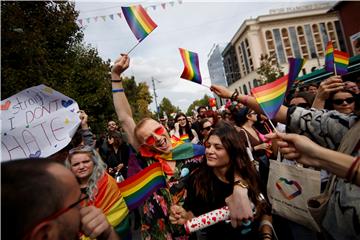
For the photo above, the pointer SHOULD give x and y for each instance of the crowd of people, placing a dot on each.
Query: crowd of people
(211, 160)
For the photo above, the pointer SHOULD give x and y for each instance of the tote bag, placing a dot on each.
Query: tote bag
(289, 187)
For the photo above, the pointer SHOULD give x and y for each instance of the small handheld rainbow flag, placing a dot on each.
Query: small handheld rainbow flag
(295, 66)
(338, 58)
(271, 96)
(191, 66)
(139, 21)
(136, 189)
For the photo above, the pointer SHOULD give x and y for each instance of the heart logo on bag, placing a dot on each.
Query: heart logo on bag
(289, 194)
...
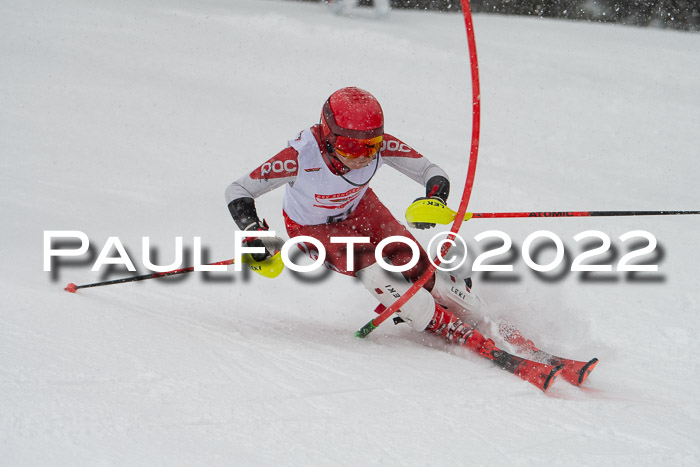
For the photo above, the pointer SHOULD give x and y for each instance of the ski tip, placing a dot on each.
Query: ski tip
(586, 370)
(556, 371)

- GIVEN TASK -
List each line of the data above that contains the word "logo".

- SOLVED EXERCISE -
For the photo above, the pointer SHOULD give x and y for each instance of the heart logo on bag, placing a dot on each.
Query: heart logo on bag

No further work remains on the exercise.